Polecenie =
Zbierz wszystkie wiersze z poniższych danych, w których występuje słowo „leaf”. Wielkość liter ma znaczenie.

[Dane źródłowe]
_ _ _ _ _ _ _
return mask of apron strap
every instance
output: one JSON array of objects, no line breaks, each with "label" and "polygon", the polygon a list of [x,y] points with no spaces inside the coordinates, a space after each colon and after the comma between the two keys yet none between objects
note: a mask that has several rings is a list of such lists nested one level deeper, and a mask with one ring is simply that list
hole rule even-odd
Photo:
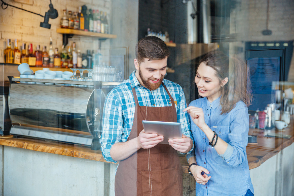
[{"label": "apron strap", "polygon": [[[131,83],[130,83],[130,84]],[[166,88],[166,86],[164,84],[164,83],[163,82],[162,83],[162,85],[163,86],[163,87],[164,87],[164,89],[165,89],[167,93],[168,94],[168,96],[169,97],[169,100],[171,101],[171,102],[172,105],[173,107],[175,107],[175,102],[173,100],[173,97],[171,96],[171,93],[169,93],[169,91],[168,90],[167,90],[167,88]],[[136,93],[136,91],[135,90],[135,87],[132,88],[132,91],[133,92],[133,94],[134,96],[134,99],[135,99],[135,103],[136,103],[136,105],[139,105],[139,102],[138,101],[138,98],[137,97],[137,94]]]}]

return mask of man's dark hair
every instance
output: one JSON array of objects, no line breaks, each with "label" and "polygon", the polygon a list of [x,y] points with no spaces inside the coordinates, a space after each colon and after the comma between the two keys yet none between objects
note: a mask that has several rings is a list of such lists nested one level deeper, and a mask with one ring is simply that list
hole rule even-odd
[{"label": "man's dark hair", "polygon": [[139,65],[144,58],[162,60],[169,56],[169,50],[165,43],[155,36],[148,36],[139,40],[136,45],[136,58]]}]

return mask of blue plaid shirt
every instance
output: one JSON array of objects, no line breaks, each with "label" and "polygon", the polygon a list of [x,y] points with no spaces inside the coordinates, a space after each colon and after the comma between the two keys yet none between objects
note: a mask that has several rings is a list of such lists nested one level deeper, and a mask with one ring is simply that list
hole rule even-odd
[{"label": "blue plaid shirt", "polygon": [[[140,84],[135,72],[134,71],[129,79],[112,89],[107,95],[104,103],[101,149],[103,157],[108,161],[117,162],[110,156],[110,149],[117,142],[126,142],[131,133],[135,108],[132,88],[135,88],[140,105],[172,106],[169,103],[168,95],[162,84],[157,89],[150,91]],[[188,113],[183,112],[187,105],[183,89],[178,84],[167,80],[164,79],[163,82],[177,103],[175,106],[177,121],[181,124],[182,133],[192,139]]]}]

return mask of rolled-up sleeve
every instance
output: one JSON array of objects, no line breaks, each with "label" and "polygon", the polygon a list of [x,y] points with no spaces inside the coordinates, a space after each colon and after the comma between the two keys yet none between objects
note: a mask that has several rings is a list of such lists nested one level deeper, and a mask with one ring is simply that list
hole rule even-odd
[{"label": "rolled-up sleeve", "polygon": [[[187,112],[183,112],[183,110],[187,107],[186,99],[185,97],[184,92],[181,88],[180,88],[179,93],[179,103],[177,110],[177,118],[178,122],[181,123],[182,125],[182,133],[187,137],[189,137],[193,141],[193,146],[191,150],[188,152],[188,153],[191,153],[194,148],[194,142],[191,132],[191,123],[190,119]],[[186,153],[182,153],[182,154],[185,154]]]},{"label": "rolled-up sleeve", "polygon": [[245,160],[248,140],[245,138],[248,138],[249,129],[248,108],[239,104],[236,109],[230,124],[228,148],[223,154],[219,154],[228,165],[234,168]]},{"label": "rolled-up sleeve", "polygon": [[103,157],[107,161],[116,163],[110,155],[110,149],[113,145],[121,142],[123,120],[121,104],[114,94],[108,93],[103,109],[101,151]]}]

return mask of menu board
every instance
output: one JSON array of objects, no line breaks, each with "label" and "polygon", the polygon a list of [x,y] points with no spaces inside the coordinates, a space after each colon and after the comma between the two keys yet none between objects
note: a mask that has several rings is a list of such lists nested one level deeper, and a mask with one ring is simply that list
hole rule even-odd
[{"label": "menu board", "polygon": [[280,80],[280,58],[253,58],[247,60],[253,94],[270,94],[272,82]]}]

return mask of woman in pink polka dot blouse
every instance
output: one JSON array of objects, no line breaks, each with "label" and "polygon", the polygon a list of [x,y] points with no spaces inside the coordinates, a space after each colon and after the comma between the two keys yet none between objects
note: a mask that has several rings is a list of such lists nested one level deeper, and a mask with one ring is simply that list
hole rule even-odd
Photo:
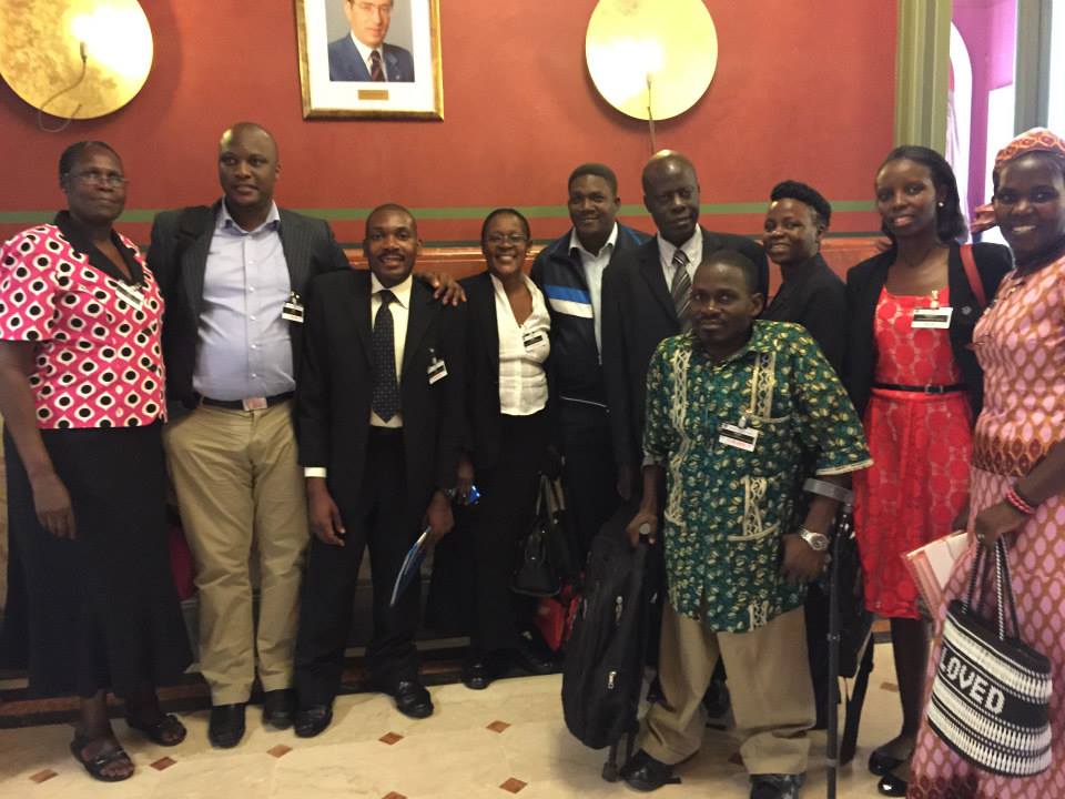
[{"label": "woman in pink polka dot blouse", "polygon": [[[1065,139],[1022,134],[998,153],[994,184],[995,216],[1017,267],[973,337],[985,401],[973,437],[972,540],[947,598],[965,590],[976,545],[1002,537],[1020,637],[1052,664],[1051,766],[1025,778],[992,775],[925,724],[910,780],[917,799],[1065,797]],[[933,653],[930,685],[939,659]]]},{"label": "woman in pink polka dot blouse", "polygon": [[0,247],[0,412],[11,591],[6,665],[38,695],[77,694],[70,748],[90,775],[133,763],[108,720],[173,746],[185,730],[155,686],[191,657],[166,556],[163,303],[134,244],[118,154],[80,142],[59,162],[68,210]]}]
_ _ _ _ _ _ _
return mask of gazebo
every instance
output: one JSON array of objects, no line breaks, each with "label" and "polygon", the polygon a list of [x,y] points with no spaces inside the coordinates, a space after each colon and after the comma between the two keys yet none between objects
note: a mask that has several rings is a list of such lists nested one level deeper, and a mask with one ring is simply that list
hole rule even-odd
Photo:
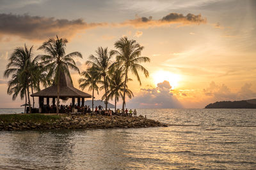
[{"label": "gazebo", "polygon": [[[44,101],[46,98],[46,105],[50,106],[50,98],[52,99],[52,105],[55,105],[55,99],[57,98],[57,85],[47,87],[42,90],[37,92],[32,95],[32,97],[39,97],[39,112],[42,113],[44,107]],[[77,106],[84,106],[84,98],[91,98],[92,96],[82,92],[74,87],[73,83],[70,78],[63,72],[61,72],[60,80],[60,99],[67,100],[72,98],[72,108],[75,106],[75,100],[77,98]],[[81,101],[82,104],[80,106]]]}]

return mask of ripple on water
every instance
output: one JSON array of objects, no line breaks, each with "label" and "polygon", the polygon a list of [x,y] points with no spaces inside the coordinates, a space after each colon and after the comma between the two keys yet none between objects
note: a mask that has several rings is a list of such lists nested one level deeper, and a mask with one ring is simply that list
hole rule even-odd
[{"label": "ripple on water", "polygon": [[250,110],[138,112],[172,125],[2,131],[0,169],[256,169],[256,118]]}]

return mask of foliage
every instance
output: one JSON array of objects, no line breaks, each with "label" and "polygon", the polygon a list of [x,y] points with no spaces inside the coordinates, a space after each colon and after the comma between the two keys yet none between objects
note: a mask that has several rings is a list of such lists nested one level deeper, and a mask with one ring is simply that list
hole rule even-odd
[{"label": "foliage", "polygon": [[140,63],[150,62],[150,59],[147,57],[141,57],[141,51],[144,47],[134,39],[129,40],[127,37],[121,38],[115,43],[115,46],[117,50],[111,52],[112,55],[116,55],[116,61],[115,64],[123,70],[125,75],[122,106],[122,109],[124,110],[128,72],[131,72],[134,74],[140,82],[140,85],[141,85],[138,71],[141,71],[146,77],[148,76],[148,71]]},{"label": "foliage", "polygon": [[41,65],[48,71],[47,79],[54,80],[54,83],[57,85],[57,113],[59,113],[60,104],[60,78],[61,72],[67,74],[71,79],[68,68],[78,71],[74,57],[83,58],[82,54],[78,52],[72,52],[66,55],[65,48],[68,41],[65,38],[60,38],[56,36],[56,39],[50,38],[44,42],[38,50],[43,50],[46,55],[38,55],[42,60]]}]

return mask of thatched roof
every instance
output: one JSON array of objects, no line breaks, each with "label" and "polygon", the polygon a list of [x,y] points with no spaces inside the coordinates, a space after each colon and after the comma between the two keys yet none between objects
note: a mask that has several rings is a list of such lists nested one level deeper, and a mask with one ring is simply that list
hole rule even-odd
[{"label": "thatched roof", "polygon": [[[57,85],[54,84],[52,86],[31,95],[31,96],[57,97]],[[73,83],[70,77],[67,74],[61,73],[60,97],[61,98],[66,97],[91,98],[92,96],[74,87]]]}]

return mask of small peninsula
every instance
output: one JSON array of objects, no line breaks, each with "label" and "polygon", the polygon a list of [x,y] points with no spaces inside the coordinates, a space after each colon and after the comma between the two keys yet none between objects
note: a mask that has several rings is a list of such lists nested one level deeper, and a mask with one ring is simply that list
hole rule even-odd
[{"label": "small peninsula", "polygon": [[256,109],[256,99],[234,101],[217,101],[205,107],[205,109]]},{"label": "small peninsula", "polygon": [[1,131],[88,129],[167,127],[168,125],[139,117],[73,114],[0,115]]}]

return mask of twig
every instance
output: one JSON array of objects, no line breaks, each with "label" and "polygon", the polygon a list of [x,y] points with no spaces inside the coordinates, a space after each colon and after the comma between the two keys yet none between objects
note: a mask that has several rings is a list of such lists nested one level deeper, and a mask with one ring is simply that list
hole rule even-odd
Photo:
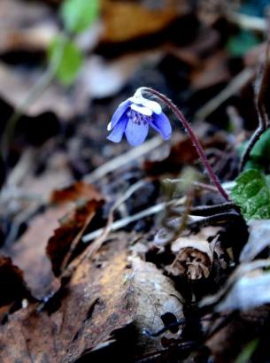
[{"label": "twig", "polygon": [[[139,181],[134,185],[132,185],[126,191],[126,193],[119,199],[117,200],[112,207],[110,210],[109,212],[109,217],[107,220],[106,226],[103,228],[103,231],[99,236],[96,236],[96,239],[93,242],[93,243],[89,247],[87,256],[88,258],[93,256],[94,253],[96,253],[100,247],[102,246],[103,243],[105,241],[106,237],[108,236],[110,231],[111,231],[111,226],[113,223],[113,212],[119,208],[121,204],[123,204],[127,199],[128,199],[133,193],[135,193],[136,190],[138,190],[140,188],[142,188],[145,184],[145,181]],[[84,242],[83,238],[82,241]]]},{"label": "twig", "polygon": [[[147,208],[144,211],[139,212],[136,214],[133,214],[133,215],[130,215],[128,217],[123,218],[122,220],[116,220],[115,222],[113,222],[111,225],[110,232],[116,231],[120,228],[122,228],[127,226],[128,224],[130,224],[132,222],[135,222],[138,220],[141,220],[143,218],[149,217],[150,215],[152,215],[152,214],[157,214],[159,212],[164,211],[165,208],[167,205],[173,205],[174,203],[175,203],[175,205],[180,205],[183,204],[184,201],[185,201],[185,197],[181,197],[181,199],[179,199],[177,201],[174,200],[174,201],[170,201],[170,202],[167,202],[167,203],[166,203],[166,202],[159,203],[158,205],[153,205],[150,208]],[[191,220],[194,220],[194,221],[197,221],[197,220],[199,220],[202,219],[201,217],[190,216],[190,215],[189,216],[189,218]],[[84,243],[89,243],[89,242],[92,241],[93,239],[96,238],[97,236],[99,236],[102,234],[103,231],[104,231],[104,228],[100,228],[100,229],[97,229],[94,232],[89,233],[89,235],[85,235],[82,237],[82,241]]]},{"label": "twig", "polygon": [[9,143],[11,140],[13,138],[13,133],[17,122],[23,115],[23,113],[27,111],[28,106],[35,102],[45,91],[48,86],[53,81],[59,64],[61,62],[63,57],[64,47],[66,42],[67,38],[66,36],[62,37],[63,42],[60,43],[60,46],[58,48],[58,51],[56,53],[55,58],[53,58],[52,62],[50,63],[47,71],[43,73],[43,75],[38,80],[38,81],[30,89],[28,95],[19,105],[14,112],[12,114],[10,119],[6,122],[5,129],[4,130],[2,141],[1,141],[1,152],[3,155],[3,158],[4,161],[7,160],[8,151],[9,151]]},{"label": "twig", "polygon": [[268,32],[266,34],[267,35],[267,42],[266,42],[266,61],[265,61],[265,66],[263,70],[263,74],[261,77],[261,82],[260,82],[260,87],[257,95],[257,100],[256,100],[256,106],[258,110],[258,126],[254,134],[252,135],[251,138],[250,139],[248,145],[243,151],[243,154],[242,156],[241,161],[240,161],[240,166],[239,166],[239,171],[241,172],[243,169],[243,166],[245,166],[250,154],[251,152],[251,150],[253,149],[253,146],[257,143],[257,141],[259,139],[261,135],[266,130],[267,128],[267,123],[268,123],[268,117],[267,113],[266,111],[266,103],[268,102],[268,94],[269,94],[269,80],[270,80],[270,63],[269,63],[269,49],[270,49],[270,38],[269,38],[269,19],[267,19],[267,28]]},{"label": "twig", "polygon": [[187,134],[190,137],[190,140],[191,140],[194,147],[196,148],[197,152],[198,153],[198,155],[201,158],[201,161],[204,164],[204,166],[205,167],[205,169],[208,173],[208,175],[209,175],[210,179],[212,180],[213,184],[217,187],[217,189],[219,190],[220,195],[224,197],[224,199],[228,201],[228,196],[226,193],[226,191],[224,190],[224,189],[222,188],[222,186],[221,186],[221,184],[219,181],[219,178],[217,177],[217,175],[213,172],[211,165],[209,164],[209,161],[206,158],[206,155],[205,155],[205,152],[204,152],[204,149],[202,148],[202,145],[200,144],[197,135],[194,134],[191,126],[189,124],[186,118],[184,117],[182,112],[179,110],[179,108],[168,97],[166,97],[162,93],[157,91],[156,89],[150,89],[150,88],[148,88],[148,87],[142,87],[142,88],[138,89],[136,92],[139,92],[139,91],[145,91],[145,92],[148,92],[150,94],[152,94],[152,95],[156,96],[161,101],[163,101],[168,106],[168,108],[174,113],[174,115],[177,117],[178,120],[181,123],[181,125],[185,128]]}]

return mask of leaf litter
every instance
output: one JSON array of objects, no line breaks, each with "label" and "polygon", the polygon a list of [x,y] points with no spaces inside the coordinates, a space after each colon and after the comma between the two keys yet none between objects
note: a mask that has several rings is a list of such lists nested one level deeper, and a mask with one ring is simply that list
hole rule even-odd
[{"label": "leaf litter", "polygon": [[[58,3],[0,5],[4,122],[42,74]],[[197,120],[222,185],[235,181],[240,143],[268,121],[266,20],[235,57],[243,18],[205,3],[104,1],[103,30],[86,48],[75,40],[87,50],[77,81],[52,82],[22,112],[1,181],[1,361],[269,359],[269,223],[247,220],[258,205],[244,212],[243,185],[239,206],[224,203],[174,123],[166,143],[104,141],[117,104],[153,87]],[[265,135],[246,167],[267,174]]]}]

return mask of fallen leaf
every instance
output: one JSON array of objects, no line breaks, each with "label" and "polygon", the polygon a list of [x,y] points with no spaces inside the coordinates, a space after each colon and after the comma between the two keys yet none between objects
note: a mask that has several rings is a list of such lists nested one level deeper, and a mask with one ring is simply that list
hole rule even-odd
_ _ _ _ _ _ _
Rozwiązanie =
return mask of leaf litter
[{"label": "leaf litter", "polygon": [[[58,3],[0,5],[4,122],[42,74]],[[197,120],[222,185],[235,181],[240,143],[268,121],[266,20],[235,57],[243,18],[205,3],[104,1],[103,30],[86,48],[75,40],[87,50],[77,81],[52,82],[22,112],[1,181],[1,361],[269,359],[269,223],[247,220],[258,205],[244,212],[243,185],[239,206],[224,203],[174,123],[166,143],[104,141],[117,104],[153,87]],[[265,135],[246,167],[267,174]]]}]
return mask of fallen leaf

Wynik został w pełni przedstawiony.